(Dataset entries)

◆ ◆ ◆ ◆

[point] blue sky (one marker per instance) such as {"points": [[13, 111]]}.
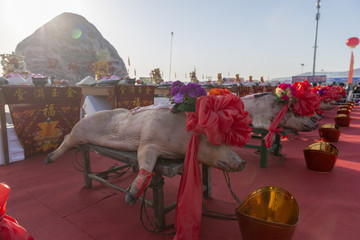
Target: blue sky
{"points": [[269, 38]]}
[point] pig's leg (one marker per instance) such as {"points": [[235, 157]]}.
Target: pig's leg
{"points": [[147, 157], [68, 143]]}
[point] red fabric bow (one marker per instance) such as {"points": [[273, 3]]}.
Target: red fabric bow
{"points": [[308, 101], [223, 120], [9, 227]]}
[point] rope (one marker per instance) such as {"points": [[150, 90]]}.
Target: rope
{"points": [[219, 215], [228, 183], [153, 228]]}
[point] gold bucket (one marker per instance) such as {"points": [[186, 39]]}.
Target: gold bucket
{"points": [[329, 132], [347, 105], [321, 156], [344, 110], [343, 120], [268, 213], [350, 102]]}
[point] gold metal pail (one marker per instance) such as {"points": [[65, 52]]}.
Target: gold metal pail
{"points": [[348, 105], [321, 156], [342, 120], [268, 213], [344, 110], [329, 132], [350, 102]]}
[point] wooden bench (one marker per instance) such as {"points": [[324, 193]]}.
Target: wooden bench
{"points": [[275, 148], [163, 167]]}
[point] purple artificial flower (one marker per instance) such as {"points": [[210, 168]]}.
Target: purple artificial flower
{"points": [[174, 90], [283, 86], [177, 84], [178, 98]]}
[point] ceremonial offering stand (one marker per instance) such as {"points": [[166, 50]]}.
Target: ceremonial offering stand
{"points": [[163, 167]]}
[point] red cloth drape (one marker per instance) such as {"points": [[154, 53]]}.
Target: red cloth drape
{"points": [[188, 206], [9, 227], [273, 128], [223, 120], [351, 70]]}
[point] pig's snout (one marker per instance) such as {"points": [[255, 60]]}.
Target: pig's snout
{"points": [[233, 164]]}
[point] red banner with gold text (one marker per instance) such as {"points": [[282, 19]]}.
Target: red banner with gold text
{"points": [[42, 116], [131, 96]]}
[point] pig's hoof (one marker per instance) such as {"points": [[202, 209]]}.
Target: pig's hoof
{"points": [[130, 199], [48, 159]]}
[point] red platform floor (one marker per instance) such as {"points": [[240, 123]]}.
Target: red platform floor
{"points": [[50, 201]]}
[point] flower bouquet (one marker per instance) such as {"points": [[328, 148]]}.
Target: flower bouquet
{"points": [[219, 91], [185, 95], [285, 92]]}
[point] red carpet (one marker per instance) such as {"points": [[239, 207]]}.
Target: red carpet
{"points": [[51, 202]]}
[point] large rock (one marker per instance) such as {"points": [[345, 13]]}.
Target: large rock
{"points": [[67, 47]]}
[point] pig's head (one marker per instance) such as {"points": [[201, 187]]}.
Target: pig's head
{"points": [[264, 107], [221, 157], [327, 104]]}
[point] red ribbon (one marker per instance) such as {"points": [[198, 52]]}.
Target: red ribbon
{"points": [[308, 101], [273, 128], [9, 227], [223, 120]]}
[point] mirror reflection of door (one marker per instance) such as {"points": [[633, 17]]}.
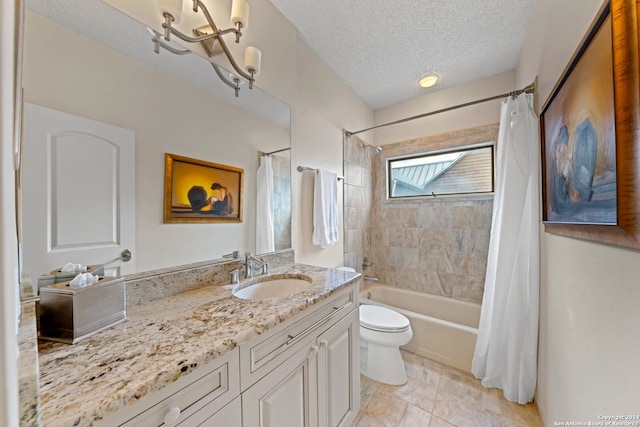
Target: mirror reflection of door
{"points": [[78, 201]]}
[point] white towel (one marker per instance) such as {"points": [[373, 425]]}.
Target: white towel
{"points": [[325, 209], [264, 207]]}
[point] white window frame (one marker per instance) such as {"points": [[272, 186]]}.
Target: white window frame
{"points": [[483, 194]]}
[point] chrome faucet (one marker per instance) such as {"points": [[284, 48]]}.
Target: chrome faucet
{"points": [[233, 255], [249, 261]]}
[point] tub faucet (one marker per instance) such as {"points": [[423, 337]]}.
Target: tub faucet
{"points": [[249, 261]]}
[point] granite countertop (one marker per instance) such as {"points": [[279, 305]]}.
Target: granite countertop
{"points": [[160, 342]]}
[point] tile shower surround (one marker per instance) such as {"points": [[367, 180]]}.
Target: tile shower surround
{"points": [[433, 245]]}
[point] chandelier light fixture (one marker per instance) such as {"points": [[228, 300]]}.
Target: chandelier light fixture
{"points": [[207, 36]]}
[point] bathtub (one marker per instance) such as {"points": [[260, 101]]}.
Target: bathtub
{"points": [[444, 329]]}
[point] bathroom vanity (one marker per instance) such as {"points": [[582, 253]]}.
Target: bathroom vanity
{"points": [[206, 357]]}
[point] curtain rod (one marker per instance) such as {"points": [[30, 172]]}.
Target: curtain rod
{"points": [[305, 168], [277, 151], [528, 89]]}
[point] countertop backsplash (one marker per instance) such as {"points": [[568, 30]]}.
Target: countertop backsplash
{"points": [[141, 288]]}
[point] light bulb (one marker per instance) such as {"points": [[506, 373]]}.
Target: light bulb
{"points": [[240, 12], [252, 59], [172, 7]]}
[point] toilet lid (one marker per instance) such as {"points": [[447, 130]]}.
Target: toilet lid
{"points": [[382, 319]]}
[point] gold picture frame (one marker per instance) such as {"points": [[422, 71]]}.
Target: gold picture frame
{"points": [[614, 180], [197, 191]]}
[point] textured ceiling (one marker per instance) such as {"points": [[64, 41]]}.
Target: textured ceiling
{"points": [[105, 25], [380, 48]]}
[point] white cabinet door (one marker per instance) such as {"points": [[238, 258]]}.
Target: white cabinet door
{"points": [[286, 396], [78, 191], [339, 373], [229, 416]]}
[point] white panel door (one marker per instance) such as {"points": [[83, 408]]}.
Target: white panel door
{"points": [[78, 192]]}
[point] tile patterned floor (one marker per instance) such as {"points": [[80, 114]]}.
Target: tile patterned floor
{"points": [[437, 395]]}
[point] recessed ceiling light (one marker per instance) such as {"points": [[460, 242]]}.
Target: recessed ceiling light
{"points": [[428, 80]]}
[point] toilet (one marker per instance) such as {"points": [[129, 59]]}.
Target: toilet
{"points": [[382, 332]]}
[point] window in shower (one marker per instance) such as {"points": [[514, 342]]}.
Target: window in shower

◆ ◆ ◆ ◆

▶ [TASK OBJECTIVE] All of the data above must be printed exactly, minus its pictures.

▶ [RESULT FOR THIS EXERCISE]
[point] blue sky (one marker per instance) such as {"points": [[13, 111]]}.
Target: blue sky
{"points": [[269, 38]]}
[point] pig's leg (one marker per instance) such as {"points": [[235, 157]]}.
Target: pig's leg
{"points": [[147, 157], [68, 143]]}
[point] red fabric bow (one marker per instance) such as {"points": [[273, 3]]}.
Target: red fabric bow
{"points": [[308, 101], [223, 120], [9, 227]]}
[point] rope (one marker per instance) such as {"points": [[150, 90]]}.
Target: rope
{"points": [[219, 215], [228, 183], [153, 228]]}
[point] gold bucket (one marker per instance) such as {"points": [[186, 39]]}.
Target: gold bucket
{"points": [[329, 132], [347, 105], [321, 156], [344, 110], [343, 120], [268, 213], [350, 102]]}
[point] gold metal pail (one marker per instance) such as {"points": [[65, 52]]}.
Target: gold metal pail
{"points": [[348, 105], [321, 156], [342, 120], [268, 213], [344, 110], [329, 132], [350, 102]]}
[point] wooden bench (one marker per instance) such as {"points": [[324, 193]]}.
Target: wooden bench
{"points": [[275, 148], [163, 167]]}
[point] purple artificial flower (one marker per instance) such as {"points": [[210, 168]]}.
Target: purple artificial flower
{"points": [[174, 90], [283, 86], [177, 84], [178, 98]]}
[point] ceremonial offering stand (one marker per instance) such as {"points": [[166, 50]]}.
Target: ceremonial offering stand
{"points": [[163, 167]]}
[point] red cloth drape (one marker per instance) such as {"points": [[154, 53]]}.
Target: red cloth drape
{"points": [[188, 206], [9, 227], [273, 128], [223, 120], [351, 70]]}
[point] pig's snout (one marker per instance) such as {"points": [[255, 60]]}.
Target: pig's snout
{"points": [[233, 164]]}
[point] red banner with gold text (one marker per instance) such as {"points": [[282, 19]]}.
Target: red banner with gold text
{"points": [[42, 116], [131, 96]]}
[point] pig's hoof (one marker per instance) such as {"points": [[202, 209]]}.
Target: pig's hoof
{"points": [[130, 199], [48, 159]]}
[point] red platform floor (one marker per instance) such as {"points": [[240, 123]]}.
Target: red platform floor
{"points": [[50, 201]]}
[point] flower bouquet (one marker per instance) such as {"points": [[328, 148]]}.
Target: flower bouquet
{"points": [[219, 91], [185, 95], [285, 92]]}
[point] red carpet (one marker per instance) such as {"points": [[239, 207]]}.
Target: red carpet
{"points": [[51, 202]]}
[point] large rock (one marker per instance) such as {"points": [[345, 13]]}.
Target: large rock
{"points": [[67, 47]]}
[point] pig's head (one marker per instance) such as {"points": [[201, 187]]}.
Target: pig's head
{"points": [[264, 107], [221, 157], [327, 104]]}
[point] red ribbon (one marker per instance) such as {"points": [[198, 52]]}.
Target: red ribbon
{"points": [[308, 101], [273, 128], [9, 227], [223, 120]]}
[point] mirror reflection of door (one marker per instance) such as {"points": [[633, 17]]}.
Target: mirror reflection of door
{"points": [[78, 201]]}
[point] white towel (one marker per instance) such as {"points": [[373, 425]]}.
Target: white towel
{"points": [[325, 209], [264, 207]]}
[point] white window frame (one marker per instance) such as {"points": [[272, 186]]}.
Target: white window frame
{"points": [[483, 194]]}
[point] chrome faucet (one marker per instance) such as {"points": [[284, 48]]}.
Target: chrome faucet
{"points": [[233, 255], [249, 261]]}
[point] tub faucet (one marker per instance) such as {"points": [[423, 337]]}.
Target: tub faucet
{"points": [[249, 261]]}
[point] granite countertop (one marker per instance) such as {"points": [[279, 305]]}.
Target: granite countertop
{"points": [[160, 342]]}
[point] tile shower surround (one marker per instance) such as {"points": [[367, 180]]}.
Target: tile shower surround
{"points": [[433, 245]]}
[point] chandelier light fixture (one marker per instance) such as {"points": [[228, 300]]}.
Target: chandelier light fixture
{"points": [[207, 36]]}
[point] bathtub (one marker per instance) such as {"points": [[260, 101]]}.
Target: bathtub
{"points": [[444, 329]]}
[point] bathroom vanity (one marker per instance) such as {"points": [[582, 253]]}.
Target: bathroom vanity
{"points": [[206, 357]]}
[point] curtain rod (one marker per instance) such as {"points": [[30, 172]]}.
Target: curtain rod
{"points": [[305, 168], [277, 151], [528, 89]]}
[point] countertop backsplash (one marker per instance) such as {"points": [[568, 30]]}.
Target: countertop backsplash
{"points": [[141, 288]]}
[point] light bulb (one marker per instance) such as {"points": [[506, 373]]}.
Target: light bulb
{"points": [[240, 12], [252, 59], [172, 7]]}
[point] toilet lid (one marker per instance) such as {"points": [[447, 130]]}.
Target: toilet lid
{"points": [[382, 319]]}
[point] gold picture frame (one marker per instance) such as {"points": [[422, 71]]}.
Target: gold picture frame
{"points": [[614, 180], [197, 191]]}
[point] textured ceiling (one marker per instance) such as {"points": [[64, 41]]}.
Target: textured ceiling
{"points": [[105, 25], [380, 48]]}
[point] white cabinet door (one marker per instance) such as {"points": [[238, 258]]}.
Target: white cabinet door
{"points": [[286, 396], [78, 191], [339, 373], [229, 416]]}
[point] white panel door (one marker per instance) such as {"points": [[83, 408]]}.
Target: white panel door
{"points": [[78, 192]]}
[point] tile patterned floor (one marker per instance) such as {"points": [[80, 114]]}.
Target: tile patterned floor
{"points": [[437, 395]]}
[point] recessed ceiling light (one marker per instance) such as {"points": [[460, 242]]}.
Target: recessed ceiling light
{"points": [[428, 80]]}
[point] toilet (one marker per instance) such as {"points": [[129, 59]]}.
Target: toilet
{"points": [[382, 332]]}
[point] window in shower (one marker per instance) such as {"points": [[514, 342]]}.
Target: window in shower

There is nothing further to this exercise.